* THE INPUT *
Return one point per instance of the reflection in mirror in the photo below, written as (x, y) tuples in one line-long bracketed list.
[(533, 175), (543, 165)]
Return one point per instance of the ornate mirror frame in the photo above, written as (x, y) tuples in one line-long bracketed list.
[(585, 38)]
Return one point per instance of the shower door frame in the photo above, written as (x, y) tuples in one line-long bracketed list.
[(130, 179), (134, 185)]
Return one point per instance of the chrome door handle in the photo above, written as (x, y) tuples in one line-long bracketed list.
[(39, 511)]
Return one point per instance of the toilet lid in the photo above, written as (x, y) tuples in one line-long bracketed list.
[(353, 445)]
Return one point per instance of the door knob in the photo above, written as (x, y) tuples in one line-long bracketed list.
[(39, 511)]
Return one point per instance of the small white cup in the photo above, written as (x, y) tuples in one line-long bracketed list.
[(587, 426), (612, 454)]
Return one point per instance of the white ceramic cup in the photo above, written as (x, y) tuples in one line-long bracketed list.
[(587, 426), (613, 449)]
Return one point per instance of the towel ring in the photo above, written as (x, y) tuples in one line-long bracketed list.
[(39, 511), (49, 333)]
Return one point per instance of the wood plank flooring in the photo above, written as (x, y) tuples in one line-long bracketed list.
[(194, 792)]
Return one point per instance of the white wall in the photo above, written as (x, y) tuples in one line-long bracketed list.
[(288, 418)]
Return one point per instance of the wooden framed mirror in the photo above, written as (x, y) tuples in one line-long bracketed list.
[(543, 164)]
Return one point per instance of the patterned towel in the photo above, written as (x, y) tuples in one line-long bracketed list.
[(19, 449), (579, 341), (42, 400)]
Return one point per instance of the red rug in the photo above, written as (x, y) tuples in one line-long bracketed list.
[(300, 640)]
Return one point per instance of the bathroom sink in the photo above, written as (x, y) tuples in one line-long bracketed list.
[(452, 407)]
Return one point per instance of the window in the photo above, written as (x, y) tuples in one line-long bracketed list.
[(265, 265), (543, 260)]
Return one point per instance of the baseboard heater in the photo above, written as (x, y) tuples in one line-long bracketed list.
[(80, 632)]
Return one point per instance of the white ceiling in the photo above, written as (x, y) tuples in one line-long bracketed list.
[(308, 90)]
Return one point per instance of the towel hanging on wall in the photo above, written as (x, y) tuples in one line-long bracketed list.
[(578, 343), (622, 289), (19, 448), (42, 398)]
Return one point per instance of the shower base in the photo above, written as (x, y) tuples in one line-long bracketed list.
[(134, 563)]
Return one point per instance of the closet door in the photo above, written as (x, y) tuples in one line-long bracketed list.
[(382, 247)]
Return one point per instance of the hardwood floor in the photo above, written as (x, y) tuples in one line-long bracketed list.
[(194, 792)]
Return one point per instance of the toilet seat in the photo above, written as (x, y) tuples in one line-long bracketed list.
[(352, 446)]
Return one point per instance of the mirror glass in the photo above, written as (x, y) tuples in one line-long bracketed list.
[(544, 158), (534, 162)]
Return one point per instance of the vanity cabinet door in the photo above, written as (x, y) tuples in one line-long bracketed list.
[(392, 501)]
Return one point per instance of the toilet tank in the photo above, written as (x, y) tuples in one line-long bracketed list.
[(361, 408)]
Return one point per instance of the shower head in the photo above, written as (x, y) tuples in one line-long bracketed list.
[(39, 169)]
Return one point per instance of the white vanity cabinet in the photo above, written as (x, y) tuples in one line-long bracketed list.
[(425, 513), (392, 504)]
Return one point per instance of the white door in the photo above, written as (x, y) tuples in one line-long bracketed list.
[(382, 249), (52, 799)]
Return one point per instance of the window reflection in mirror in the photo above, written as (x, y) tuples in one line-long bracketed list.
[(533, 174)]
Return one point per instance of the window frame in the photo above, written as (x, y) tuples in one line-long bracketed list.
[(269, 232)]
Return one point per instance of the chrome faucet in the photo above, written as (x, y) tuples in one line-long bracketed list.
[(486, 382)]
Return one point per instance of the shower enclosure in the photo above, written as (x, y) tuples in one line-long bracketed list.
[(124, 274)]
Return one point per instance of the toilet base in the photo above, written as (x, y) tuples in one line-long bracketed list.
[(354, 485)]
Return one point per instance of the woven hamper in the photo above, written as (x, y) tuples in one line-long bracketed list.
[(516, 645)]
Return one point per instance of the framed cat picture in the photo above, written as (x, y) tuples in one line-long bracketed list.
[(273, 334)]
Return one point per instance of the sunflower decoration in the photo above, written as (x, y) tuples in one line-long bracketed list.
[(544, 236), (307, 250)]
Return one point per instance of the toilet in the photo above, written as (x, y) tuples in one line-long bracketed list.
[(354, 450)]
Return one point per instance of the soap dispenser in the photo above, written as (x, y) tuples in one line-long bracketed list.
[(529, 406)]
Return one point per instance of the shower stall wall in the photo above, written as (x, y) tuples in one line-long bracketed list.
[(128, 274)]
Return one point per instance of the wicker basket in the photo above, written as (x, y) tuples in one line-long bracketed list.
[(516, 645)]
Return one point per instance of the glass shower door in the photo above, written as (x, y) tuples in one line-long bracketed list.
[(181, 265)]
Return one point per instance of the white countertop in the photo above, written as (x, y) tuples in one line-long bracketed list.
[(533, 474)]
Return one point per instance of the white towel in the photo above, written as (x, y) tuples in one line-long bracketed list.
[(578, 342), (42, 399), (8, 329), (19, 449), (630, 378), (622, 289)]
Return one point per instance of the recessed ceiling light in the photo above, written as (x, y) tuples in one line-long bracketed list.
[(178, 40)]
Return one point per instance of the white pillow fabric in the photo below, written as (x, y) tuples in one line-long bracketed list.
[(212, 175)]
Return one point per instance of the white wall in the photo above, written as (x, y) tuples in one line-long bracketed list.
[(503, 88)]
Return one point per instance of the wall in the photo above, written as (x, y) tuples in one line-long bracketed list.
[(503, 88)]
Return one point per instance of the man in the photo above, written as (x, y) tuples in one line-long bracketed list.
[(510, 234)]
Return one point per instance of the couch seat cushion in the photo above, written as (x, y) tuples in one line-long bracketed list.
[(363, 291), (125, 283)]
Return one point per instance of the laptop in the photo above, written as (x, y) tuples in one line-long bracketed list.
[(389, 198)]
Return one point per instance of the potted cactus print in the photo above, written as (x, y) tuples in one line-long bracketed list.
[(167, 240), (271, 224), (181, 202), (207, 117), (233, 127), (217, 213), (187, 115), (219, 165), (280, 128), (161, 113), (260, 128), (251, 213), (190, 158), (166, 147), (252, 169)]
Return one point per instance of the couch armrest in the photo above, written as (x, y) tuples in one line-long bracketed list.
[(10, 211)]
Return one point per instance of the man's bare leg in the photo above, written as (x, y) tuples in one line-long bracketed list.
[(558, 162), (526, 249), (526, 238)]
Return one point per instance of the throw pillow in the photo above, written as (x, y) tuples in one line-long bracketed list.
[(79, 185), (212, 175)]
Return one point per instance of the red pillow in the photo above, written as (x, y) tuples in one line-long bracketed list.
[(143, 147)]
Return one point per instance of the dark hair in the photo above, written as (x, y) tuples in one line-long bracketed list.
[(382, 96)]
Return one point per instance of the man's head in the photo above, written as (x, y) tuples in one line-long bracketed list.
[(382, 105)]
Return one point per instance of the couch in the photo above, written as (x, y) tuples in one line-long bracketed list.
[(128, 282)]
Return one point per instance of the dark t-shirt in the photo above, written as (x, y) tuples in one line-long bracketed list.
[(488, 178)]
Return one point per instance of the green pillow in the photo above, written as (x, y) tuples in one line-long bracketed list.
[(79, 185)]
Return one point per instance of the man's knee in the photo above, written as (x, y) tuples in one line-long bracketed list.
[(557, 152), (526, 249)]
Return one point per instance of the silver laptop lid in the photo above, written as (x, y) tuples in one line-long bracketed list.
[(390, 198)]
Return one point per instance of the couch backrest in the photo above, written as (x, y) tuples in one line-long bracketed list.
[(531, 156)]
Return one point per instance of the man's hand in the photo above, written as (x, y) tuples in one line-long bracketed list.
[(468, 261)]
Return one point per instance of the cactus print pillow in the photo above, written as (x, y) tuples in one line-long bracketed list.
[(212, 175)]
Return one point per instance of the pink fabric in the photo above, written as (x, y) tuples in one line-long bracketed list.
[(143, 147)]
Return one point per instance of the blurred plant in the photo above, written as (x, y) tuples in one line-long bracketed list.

* TO BE DONE *
Write the lines out verbatim, from the one with "Return one point per instance of the silver" through the last line of the entries, and stop there.

* EXERCISE RESPONSE *
Return one point per instance of the silver laptop lid in the photo above, written as (x, y) tuples in one line-long bracketed list.
[(390, 198)]
Return one point per instance of the couch backrest in the photo above, written as (x, y) tuples in one line-long bracketed list.
[(531, 156)]
Return one point per instance of the man's hand in the photo above, written as (x, y) tuples in one line-long bracketed list.
[(468, 261)]
Return one point per instance of the cactus print pillow in the photo above, written as (x, y) tuples in one line-long bracketed list.
[(212, 175)]
Return one point per instance of the pink fabric in the photo above, written as (x, y) tuples in one line-long bracketed list.
[(143, 147)]
Return one point per instance of the blurred plant in the photo above, written as (x, y) tuples in one line-long bracketed list.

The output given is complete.